Can you quote the data below word for word, leaving out the pictures?

Excerpts of annotation data
──────────────────────────────
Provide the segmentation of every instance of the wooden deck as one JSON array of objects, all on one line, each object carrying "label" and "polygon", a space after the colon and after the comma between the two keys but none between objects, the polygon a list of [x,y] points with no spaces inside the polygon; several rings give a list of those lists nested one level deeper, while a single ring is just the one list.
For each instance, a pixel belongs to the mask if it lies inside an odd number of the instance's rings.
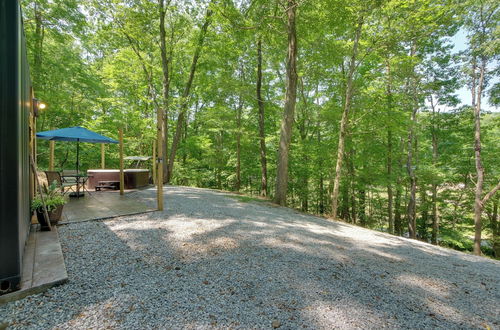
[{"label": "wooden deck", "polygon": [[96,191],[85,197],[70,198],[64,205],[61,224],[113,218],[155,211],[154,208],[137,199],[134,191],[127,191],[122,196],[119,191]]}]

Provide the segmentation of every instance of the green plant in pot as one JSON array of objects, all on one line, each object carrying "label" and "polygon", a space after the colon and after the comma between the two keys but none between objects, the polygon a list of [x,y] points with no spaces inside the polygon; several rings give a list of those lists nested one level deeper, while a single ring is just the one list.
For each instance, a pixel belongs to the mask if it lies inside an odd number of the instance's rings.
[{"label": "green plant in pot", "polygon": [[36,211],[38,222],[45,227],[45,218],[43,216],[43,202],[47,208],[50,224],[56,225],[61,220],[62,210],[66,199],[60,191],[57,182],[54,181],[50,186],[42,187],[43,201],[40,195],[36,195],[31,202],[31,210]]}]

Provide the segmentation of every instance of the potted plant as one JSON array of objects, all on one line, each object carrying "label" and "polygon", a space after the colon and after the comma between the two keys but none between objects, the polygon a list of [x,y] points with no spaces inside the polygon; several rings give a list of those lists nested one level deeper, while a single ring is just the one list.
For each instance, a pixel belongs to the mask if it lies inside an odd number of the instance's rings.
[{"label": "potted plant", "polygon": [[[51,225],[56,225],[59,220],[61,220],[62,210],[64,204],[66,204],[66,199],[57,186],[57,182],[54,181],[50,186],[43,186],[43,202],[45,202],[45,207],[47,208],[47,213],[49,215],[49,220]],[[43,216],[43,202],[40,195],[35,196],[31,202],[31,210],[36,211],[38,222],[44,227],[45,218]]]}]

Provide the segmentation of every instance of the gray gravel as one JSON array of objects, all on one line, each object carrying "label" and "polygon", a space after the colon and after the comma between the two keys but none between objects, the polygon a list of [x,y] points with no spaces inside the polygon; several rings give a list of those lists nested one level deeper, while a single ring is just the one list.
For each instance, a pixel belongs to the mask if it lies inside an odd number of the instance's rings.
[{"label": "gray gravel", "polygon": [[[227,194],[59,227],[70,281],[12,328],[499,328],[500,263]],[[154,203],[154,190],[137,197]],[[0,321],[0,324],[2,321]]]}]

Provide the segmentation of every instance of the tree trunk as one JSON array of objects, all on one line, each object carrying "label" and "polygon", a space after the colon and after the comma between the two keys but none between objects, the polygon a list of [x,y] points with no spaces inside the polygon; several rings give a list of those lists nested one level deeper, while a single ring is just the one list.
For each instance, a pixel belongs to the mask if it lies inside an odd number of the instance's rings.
──────────────────────────────
**Written solution**
Provide the segmentation of every instance of the wooden deck as one JSON array of objects, all on one line, each object carrying "label" and "polygon", a space after the colon and after the comma between the two keys but none between objects, the polygon a list of [x,y] points with no spaces inside the polygon; several rings give a list of those lists nested one level deeper, while a single ring is just the one list.
For each instance, a pixel belongs to the mask if it lies inside an odd number of the instance's rings.
[{"label": "wooden deck", "polygon": [[96,191],[85,197],[70,198],[64,205],[61,224],[113,218],[155,211],[154,208],[137,199],[134,191],[127,191],[122,196],[119,191]]}]

Provide the segmentation of every instance of the green plant in pot as one JSON array of objects, all on one line, each object carrying "label" and "polygon", a space after the colon and after the comma between the two keys but none between objects, the polygon a list of [x,y] points with no spaces inside the polygon; several rings give a list of those lists nested one level deeper, while a single ring is just the one list.
For each instance, a pixel belongs to the mask if it lies inside an odd number of the instance's rings.
[{"label": "green plant in pot", "polygon": [[36,211],[38,222],[45,227],[45,218],[43,216],[43,202],[47,208],[50,224],[56,225],[61,220],[62,210],[66,199],[60,191],[57,182],[54,181],[50,186],[42,187],[43,201],[40,195],[36,195],[31,202],[31,210]]}]

Provide the segmentation of every instance of the potted plant as one JSON array of objects, all on one line, each object carrying "label" and "polygon", a space after the colon and after the comma between the two keys but none between objects, the polygon a list of [x,y] points with no spaces inside the polygon; several rings give a list of those lists nested one level deeper, while a single ring is just the one list.
For each instance, a pixel belongs to the mask if it lies inside an odd number of the instance's rings.
[{"label": "potted plant", "polygon": [[[51,225],[56,225],[59,220],[61,220],[62,210],[64,204],[66,204],[66,199],[57,186],[57,182],[54,181],[50,186],[43,186],[43,202],[45,202],[45,207],[47,208],[47,213],[49,215],[49,220]],[[43,216],[43,202],[40,195],[35,196],[31,202],[31,210],[36,211],[38,222],[44,227],[45,218]]]}]

Provide the segmentation of every instance of the gray gravel as one JSON array of objects, all on one line, each object carrying "label" and "polygon", a space after the colon and after the comma between the two keys but none between objects, the polygon a list of [x,y] points with no spaces inside the polygon; several rings give a list of those lists nested one level deeper, while a single ring is just the one list.
For each instance, a pixel belongs to the mask if it lies inside an odd number of the instance's rings.
[{"label": "gray gravel", "polygon": [[[227,194],[59,227],[70,281],[12,328],[499,328],[500,263]],[[154,203],[154,190],[137,197]],[[0,321],[0,324],[2,321]]]}]

Provide the segmentation of every instance of the tree trunk as one JSON array of objects, all on one line, each object carrying "label" and "polygon", a space after the colon and after the comma between the two keys but none between objects, the polygon a list of [x,y] points with no spaces inside the polygon; several rings give a list of those lists nested one level deeper, while a single ring is just the one list.
For each instance, a pixel belongs to the mask if it lies inside an odd number of the instance's rings.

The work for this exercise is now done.